------ Dataset ------

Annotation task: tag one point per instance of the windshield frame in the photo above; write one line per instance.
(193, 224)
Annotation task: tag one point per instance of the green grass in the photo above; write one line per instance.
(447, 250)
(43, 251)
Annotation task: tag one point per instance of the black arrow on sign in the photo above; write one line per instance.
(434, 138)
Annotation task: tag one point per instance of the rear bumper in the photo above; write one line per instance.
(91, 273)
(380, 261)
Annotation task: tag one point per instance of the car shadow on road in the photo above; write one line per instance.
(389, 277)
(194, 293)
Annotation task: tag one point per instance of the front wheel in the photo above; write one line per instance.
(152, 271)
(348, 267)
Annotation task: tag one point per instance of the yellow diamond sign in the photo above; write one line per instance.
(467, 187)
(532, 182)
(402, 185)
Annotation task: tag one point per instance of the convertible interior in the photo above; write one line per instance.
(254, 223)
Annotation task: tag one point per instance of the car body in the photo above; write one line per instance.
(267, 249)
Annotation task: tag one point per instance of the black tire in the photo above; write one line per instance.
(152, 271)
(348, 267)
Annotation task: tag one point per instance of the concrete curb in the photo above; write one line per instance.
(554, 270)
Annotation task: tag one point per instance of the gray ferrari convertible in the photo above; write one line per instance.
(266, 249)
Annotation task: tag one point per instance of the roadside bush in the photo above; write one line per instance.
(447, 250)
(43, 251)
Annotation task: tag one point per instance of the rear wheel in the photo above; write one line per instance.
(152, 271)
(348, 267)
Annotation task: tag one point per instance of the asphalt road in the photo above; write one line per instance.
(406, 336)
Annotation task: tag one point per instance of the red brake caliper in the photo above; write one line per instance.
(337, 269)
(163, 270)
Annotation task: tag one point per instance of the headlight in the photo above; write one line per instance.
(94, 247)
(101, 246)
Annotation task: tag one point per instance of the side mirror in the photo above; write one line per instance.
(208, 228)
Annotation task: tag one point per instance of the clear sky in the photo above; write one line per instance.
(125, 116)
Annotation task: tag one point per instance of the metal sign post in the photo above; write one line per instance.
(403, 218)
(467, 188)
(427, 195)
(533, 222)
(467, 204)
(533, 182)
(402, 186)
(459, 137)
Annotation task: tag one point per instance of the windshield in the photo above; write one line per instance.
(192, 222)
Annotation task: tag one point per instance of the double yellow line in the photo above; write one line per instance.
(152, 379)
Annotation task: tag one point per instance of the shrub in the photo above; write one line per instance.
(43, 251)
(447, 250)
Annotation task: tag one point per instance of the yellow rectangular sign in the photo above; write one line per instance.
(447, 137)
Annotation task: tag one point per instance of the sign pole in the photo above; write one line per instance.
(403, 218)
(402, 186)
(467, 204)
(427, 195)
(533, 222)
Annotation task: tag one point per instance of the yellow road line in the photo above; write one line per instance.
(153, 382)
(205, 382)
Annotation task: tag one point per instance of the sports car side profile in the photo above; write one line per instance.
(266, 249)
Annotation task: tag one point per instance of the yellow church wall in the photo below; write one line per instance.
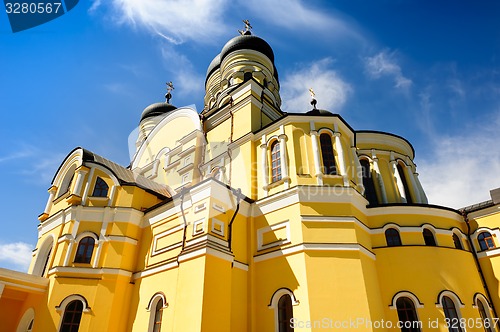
(217, 306)
(188, 302)
(430, 271)
(240, 307)
(271, 275)
(339, 293)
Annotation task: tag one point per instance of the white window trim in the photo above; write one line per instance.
(151, 308)
(28, 316)
(411, 296)
(273, 304)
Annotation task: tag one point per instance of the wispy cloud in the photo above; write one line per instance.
(297, 15)
(385, 64)
(187, 80)
(17, 255)
(175, 21)
(463, 168)
(330, 89)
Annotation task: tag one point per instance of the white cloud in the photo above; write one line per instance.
(186, 80)
(174, 20)
(17, 255)
(297, 15)
(463, 169)
(384, 64)
(331, 91)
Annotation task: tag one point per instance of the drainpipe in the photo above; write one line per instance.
(183, 192)
(478, 266)
(230, 226)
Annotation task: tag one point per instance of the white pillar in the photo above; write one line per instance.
(264, 167)
(357, 170)
(397, 179)
(340, 153)
(283, 159)
(416, 191)
(52, 193)
(317, 164)
(423, 197)
(379, 178)
(69, 252)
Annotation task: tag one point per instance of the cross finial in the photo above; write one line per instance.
(168, 95)
(248, 27)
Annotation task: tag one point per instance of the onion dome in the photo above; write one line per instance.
(247, 41)
(157, 109)
(319, 112)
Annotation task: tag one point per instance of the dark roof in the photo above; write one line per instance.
(478, 206)
(124, 175)
(319, 112)
(246, 41)
(157, 109)
(250, 42)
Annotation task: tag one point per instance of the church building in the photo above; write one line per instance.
(247, 218)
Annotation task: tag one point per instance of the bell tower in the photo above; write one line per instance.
(241, 97)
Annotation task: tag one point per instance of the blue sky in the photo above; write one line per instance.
(426, 70)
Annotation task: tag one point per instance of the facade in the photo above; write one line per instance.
(246, 218)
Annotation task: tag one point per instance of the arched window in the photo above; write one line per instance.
(72, 317)
(101, 188)
(404, 183)
(485, 241)
(27, 321)
(487, 322)
(285, 313)
(370, 193)
(85, 250)
(429, 238)
(327, 154)
(407, 315)
(30, 326)
(392, 237)
(275, 162)
(450, 311)
(158, 316)
(46, 262)
(457, 242)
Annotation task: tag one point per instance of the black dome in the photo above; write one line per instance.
(319, 112)
(157, 109)
(248, 42)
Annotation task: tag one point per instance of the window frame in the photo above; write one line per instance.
(408, 311)
(485, 315)
(400, 167)
(275, 161)
(62, 307)
(274, 302)
(101, 188)
(85, 258)
(328, 162)
(457, 242)
(367, 179)
(153, 308)
(486, 242)
(395, 235)
(450, 309)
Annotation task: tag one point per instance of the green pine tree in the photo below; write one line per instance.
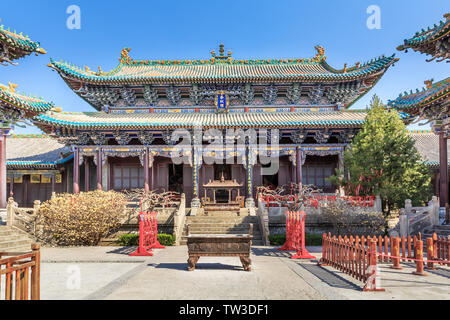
(383, 160)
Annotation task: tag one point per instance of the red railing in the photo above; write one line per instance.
(21, 274)
(358, 256)
(354, 256)
(317, 200)
(148, 234)
(295, 235)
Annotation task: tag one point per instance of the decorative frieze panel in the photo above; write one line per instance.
(145, 137)
(128, 96)
(10, 116)
(167, 137)
(315, 94)
(270, 94)
(195, 95)
(321, 136)
(4, 56)
(122, 138)
(294, 93)
(99, 139)
(150, 95)
(82, 139)
(346, 136)
(343, 93)
(247, 94)
(100, 97)
(173, 95)
(298, 136)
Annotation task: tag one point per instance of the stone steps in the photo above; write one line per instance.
(2, 216)
(12, 240)
(440, 230)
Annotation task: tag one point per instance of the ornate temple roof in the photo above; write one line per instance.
(35, 151)
(30, 106)
(425, 103)
(427, 143)
(15, 45)
(222, 69)
(433, 41)
(104, 121)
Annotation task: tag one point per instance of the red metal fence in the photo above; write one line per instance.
(358, 256)
(295, 235)
(354, 256)
(317, 200)
(148, 234)
(21, 273)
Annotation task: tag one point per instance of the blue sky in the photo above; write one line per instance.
(191, 29)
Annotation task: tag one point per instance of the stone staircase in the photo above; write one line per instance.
(14, 240)
(223, 222)
(440, 230)
(2, 217)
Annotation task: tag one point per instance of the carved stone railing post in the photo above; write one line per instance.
(179, 220)
(435, 210)
(378, 206)
(36, 206)
(10, 208)
(404, 223)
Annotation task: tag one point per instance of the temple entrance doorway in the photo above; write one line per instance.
(222, 170)
(269, 180)
(176, 178)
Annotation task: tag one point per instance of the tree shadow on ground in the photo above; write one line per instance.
(123, 250)
(200, 266)
(272, 252)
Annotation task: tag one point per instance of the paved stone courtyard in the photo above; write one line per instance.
(109, 273)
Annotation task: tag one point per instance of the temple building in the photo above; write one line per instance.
(15, 107)
(433, 102)
(133, 138)
(434, 41)
(14, 46)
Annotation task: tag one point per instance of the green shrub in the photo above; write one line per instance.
(132, 239)
(310, 239)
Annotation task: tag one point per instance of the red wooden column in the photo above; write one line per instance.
(11, 186)
(53, 183)
(443, 169)
(299, 166)
(2, 169)
(146, 175)
(86, 174)
(76, 171)
(99, 169)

------

__What you have to do__
Only the lines from the one that contains "the temple building" to the end of the data should be output, exactly as they appear.

__Complete answer__
Annotation task: tag one point per instance of the temple building in the photo above; write one line per instance.
(15, 107)
(433, 102)
(133, 138)
(434, 41)
(14, 46)
Annotation task: tag one point per instance of the green shrub in the photo above; write one line per instance.
(132, 239)
(310, 239)
Annotation task: tag one point per instance of the red wooden column in the photo above; write one line per instance.
(11, 186)
(53, 183)
(443, 169)
(299, 166)
(2, 169)
(146, 175)
(86, 174)
(76, 171)
(99, 169)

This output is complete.